RECORDS FOR THE TASK =
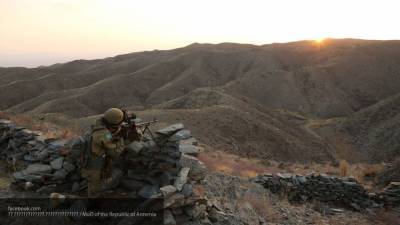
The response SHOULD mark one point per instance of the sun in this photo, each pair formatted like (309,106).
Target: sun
(319,41)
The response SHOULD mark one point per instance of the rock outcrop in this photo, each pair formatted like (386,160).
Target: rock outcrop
(163,167)
(343,192)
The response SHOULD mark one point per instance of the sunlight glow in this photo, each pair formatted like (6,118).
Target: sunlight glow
(58,30)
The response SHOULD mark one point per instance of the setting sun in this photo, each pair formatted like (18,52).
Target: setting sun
(320,41)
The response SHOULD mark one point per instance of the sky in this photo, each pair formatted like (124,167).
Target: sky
(44,32)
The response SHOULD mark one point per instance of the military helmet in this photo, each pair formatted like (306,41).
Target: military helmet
(114,116)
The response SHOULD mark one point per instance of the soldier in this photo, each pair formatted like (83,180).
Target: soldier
(106,147)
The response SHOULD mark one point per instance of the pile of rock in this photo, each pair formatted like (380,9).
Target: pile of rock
(162,167)
(391,194)
(166,167)
(36,159)
(344,192)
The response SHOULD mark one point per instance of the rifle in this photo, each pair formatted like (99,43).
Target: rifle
(130,127)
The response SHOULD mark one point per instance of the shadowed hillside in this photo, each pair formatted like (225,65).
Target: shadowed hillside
(251,100)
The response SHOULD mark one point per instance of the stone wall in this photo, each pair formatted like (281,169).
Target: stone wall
(342,192)
(164,167)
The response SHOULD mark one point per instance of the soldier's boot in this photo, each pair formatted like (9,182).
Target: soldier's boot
(94,182)
(114,180)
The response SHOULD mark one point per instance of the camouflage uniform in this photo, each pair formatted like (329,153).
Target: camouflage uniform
(104,150)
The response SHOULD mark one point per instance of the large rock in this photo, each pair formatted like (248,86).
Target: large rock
(57,163)
(198,170)
(170,129)
(181,135)
(189,149)
(149,191)
(182,178)
(168,190)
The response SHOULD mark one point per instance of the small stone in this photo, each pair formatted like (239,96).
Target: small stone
(189,149)
(176,199)
(169,218)
(132,185)
(75,187)
(28,185)
(198,170)
(149,191)
(29,158)
(168,190)
(195,212)
(171,129)
(38,168)
(69,167)
(57,163)
(180,135)
(182,178)
(47,189)
(59,174)
(190,141)
(187,190)
(216,216)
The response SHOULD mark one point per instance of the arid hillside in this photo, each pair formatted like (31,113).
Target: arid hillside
(250,100)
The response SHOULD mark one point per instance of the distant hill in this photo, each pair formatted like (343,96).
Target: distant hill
(376,129)
(252,100)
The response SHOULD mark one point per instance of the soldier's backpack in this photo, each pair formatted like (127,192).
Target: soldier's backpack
(81,148)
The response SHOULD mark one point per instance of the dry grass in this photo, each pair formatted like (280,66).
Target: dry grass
(4,115)
(48,129)
(386,218)
(343,167)
(262,205)
(244,167)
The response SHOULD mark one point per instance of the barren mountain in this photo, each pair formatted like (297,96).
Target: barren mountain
(376,129)
(252,100)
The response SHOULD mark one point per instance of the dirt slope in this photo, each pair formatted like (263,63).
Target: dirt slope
(335,79)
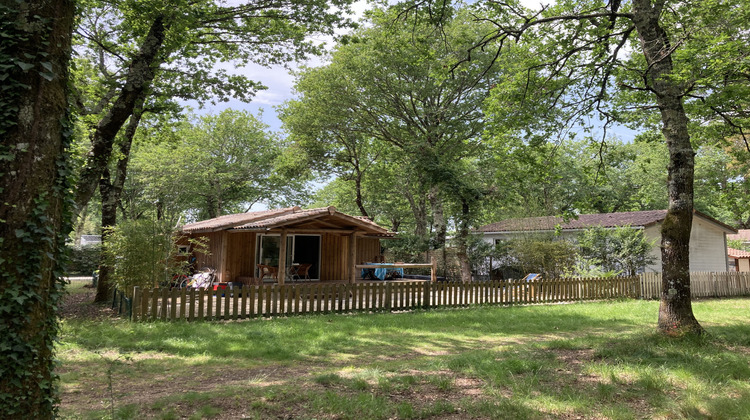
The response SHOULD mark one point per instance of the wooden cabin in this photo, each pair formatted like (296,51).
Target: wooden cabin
(333,242)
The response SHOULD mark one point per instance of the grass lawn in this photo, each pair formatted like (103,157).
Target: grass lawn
(589,360)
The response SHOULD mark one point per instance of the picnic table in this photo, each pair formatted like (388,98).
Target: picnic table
(384,271)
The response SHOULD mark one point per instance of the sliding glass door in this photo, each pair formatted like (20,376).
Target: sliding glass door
(301,249)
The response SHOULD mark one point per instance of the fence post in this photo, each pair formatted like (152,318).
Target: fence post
(387,305)
(136,303)
(427,295)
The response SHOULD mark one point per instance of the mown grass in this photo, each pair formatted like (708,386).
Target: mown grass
(590,360)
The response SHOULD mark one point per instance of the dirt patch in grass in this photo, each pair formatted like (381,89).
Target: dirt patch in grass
(80,306)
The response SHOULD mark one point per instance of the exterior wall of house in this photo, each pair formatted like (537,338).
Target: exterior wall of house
(653,235)
(230,254)
(708,248)
(367,250)
(240,260)
(213,258)
(233,254)
(334,255)
(707,245)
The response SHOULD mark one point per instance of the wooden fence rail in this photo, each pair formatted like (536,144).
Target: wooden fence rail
(702,284)
(311,298)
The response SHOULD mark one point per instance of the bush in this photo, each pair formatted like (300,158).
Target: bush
(614,250)
(83,259)
(144,253)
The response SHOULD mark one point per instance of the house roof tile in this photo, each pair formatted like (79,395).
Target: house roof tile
(742,235)
(289,217)
(737,253)
(231,220)
(548,223)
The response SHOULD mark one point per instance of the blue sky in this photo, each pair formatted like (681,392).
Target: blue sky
(280,83)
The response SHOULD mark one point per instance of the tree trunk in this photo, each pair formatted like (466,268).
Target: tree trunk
(675,309)
(419,211)
(34,129)
(462,243)
(140,75)
(111,193)
(438,217)
(358,190)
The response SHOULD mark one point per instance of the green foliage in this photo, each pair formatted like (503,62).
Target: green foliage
(738,244)
(547,256)
(144,253)
(83,259)
(214,165)
(393,118)
(32,245)
(615,250)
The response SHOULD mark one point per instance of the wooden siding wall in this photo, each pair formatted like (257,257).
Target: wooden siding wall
(367,250)
(334,257)
(240,258)
(213,259)
(240,255)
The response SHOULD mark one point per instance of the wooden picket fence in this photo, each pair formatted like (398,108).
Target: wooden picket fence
(311,298)
(702,284)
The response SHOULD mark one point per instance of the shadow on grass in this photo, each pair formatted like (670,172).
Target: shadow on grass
(616,376)
(365,335)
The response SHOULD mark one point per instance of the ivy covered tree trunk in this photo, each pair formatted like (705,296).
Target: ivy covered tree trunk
(675,310)
(111,192)
(35,210)
(141,74)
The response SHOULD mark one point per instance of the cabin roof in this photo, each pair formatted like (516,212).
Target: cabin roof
(737,253)
(295,218)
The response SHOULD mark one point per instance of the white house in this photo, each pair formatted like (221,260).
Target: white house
(708,243)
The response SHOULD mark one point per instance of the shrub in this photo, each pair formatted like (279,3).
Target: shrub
(83,259)
(144,253)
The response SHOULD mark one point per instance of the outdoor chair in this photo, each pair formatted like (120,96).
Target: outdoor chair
(268,271)
(302,271)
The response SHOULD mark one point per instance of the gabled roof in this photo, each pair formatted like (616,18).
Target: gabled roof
(737,253)
(324,218)
(742,235)
(607,220)
(231,220)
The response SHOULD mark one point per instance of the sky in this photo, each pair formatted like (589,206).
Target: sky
(280,83)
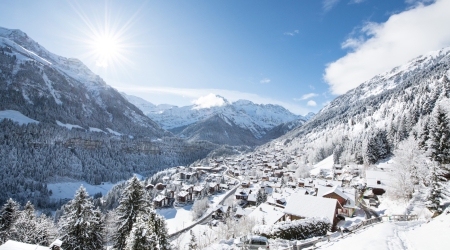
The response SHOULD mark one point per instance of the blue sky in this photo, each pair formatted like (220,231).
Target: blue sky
(300,54)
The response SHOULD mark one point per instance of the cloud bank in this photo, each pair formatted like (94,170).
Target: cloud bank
(378,47)
(208,101)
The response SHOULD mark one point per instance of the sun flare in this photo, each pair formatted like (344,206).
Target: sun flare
(106,49)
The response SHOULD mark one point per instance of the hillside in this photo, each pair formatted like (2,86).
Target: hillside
(59,121)
(262,122)
(365,124)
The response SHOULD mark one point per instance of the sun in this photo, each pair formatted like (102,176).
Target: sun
(106,49)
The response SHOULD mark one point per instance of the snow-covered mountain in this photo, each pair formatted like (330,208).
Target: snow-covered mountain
(51,88)
(367,123)
(61,122)
(257,118)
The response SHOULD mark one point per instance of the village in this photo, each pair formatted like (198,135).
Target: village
(266,188)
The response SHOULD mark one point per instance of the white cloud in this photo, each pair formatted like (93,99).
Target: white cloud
(208,101)
(357,1)
(327,5)
(306,97)
(381,46)
(311,103)
(184,96)
(293,33)
(265,80)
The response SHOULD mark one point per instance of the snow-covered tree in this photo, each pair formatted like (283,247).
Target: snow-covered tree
(193,242)
(439,145)
(8,215)
(141,236)
(81,225)
(410,168)
(437,190)
(132,203)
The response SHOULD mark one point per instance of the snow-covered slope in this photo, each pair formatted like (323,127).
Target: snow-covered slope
(257,118)
(47,87)
(365,124)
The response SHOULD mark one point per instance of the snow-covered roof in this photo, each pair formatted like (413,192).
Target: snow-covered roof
(183,193)
(15,245)
(199,188)
(159,198)
(337,191)
(251,197)
(270,214)
(311,206)
(372,178)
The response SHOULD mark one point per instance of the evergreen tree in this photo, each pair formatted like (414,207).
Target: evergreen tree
(141,236)
(81,225)
(132,203)
(193,243)
(440,137)
(157,225)
(25,228)
(8,215)
(424,135)
(437,189)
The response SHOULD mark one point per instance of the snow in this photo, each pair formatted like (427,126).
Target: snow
(326,163)
(67,190)
(96,130)
(52,91)
(113,132)
(267,213)
(311,206)
(68,126)
(14,245)
(177,218)
(16,116)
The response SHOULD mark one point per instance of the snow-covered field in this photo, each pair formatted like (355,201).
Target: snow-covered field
(178,218)
(326,163)
(66,190)
(16,116)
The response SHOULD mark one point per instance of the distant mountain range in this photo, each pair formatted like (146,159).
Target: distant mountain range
(367,123)
(60,121)
(239,123)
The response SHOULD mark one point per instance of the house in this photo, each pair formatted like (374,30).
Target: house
(15,245)
(252,199)
(222,211)
(241,194)
(307,206)
(223,186)
(160,186)
(378,181)
(184,197)
(213,187)
(160,201)
(245,184)
(188,188)
(197,190)
(266,214)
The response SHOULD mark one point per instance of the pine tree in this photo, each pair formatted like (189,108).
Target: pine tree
(8,215)
(193,243)
(440,137)
(141,236)
(81,225)
(24,228)
(437,190)
(132,203)
(424,135)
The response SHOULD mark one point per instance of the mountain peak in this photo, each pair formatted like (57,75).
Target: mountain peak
(210,101)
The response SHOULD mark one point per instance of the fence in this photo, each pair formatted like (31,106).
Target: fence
(353,229)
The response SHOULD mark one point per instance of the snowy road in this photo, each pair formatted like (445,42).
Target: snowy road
(384,236)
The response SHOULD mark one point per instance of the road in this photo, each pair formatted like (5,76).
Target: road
(209,216)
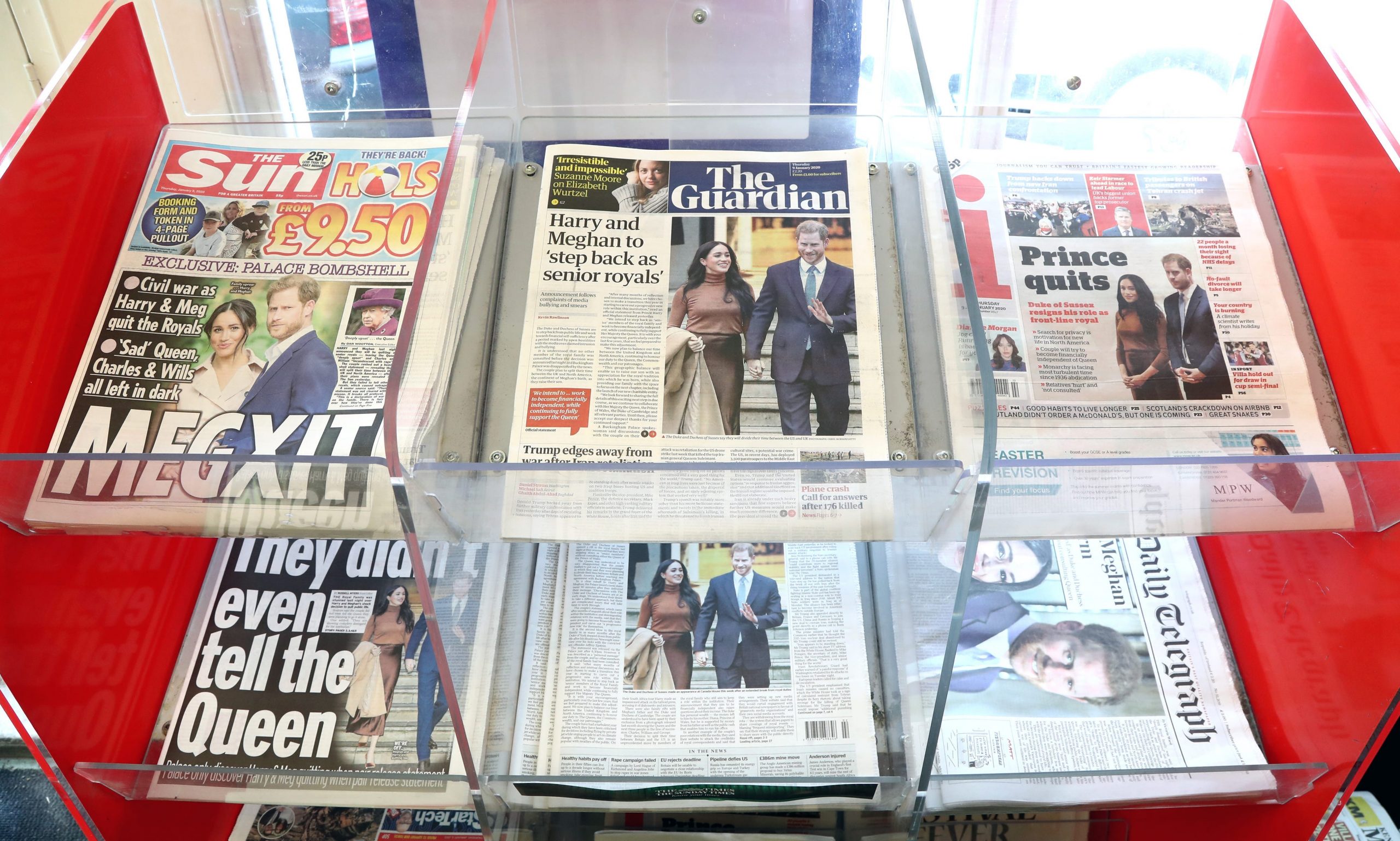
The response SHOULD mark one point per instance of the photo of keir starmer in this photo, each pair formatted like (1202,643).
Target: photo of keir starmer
(713,636)
(1024,652)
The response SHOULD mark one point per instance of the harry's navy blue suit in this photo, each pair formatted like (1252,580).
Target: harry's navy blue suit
(741,650)
(299,382)
(988,615)
(801,374)
(1201,343)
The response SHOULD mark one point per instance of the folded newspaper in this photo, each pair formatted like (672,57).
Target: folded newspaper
(359,824)
(1154,325)
(316,655)
(255,309)
(1105,643)
(1364,819)
(701,307)
(702,661)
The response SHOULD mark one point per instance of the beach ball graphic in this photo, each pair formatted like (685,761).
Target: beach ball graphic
(378,179)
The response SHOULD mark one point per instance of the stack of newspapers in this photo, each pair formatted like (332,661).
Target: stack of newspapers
(684,675)
(255,309)
(317,655)
(1106,643)
(696,661)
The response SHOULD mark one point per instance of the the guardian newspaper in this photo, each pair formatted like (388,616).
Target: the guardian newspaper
(701,307)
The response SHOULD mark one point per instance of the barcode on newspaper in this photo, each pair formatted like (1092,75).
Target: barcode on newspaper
(1006,388)
(829,728)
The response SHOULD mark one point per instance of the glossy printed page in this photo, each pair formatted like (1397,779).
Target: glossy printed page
(1069,644)
(311,657)
(702,307)
(1131,311)
(255,311)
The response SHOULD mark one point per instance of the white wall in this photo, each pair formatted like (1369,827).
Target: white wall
(36,36)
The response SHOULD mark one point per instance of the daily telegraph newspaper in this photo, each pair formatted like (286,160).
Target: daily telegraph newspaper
(1130,311)
(361,824)
(1011,826)
(255,309)
(1364,819)
(316,655)
(701,307)
(1104,643)
(728,661)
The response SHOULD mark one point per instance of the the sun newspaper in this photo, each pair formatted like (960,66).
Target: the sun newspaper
(255,309)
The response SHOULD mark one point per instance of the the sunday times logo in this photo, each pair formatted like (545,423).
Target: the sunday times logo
(759,186)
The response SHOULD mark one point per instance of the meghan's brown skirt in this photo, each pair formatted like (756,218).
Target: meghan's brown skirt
(724,359)
(679,657)
(389,659)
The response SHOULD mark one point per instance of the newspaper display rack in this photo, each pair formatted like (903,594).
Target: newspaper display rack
(90,694)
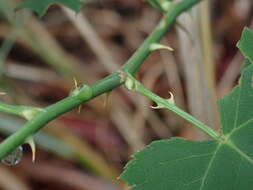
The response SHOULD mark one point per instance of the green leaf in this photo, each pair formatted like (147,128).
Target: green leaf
(246,44)
(223,164)
(41,6)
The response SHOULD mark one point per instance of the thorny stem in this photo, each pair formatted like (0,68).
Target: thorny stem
(133,84)
(102,86)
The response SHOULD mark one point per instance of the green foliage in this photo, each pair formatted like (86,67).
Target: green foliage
(246,44)
(220,164)
(160,4)
(40,7)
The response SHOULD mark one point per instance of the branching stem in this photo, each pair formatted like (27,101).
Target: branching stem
(107,84)
(133,84)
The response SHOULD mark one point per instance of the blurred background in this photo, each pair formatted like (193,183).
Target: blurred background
(87,150)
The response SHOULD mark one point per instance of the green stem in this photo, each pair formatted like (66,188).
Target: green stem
(107,84)
(165,103)
(23,111)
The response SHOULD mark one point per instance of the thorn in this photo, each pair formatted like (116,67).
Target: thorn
(185,30)
(80,109)
(2,93)
(171,99)
(106,99)
(75,82)
(155,46)
(30,142)
(122,76)
(158,106)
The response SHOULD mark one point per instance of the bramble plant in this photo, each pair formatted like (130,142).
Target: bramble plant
(222,163)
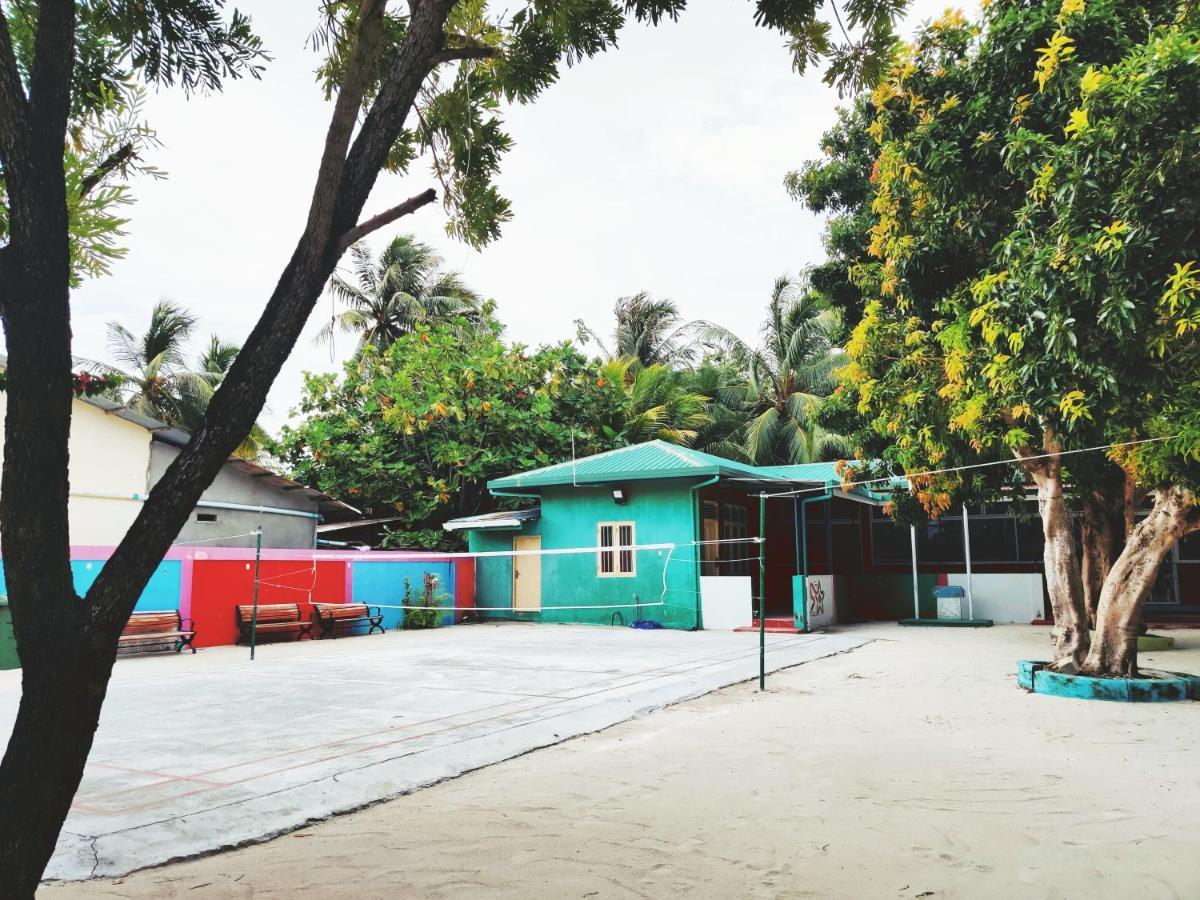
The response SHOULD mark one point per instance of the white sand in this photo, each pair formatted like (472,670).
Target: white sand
(912,767)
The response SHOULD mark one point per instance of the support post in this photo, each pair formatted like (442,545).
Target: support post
(796,527)
(966,547)
(916,589)
(253,613)
(762,592)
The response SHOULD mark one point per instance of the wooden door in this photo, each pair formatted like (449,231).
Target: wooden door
(527,574)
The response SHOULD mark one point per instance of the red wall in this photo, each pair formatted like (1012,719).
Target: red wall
(463,586)
(221,585)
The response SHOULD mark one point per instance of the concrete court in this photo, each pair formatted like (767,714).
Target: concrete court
(196,754)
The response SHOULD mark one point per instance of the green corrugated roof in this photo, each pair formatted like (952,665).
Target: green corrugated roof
(654,460)
(807,472)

WHAT IS NEEDED = Write out the lines of the listing from the one that holds "formatted like (116,67)." to the very last line, both included, exactly as they appear and without any pictures.

RESPONSE =
The response SHOULD mark one point per instance of the thorn in this photo, each pair formatted like (116,67).
Target: thorn
(185,30)
(80,109)
(2,93)
(171,99)
(106,99)
(75,82)
(155,46)
(30,142)
(122,76)
(158,106)
The response SHOULD mark one point per instance of the bramble plant in this photo, each pair formatted like (130,142).
Target: bramble plant
(222,163)
The response SHOULD mark one point per instance of the white sand in this photo, each pair formatted like (472,670).
Target: white sand
(912,767)
The response SHOULD mark one point per instance of the support post in this photo, each pair formatted like (442,545).
Target: support post
(796,527)
(966,547)
(916,589)
(253,613)
(762,592)
The response SHOULD mark one point per instance of the wooden door in this photo, each pair formatted like (449,231).
Target: wooden door
(527,574)
The response SHOULD mark one point per instance of the red wall in this photo, each pair formatted like (1012,719).
Target: red wall
(463,586)
(221,585)
The response SHOULD mark one point per instance of the concrete court in this photo, each pair formatted like (767,714).
Target: concrete court
(196,754)
The response SHOULD mark one point per instance of the green corrugated roof in this photo, each pair formatted like (952,665).
Target: green corrugated roof
(654,460)
(807,472)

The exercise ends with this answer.